[What you are asked to do]:
A line belongs in the answer if it contains "Target"; copy every such line from the entries below.

[Provided information]:
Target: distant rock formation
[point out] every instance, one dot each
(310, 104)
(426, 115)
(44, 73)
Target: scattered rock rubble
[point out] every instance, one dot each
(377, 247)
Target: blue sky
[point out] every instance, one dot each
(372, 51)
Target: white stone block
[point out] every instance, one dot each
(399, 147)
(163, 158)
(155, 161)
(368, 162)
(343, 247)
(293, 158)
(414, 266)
* * *
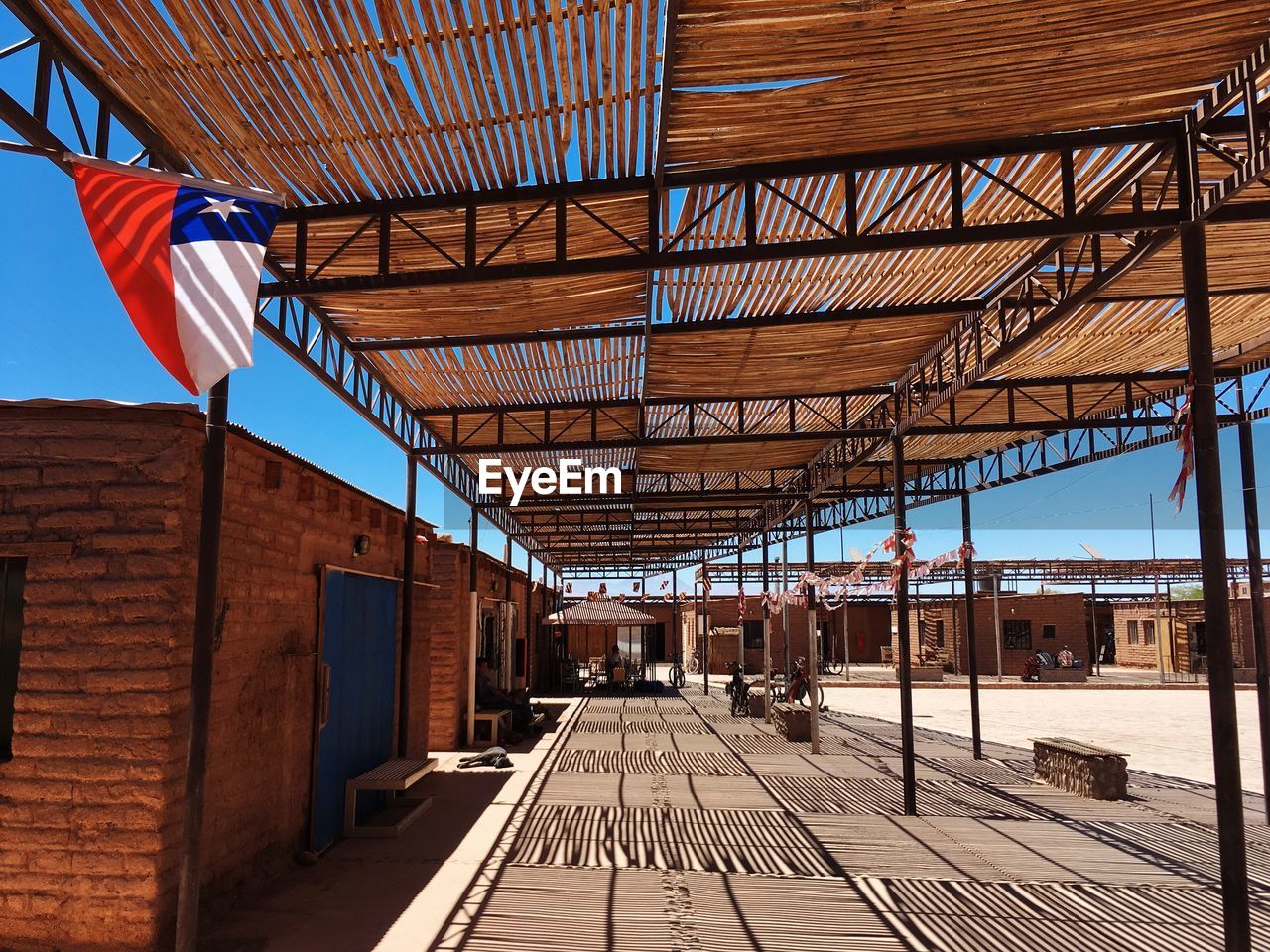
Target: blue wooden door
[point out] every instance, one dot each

[Result]:
Target: distant rock formation
Target: scattered rock rubble
Target: blue sky
Target: white stone block
Target: blue wooden door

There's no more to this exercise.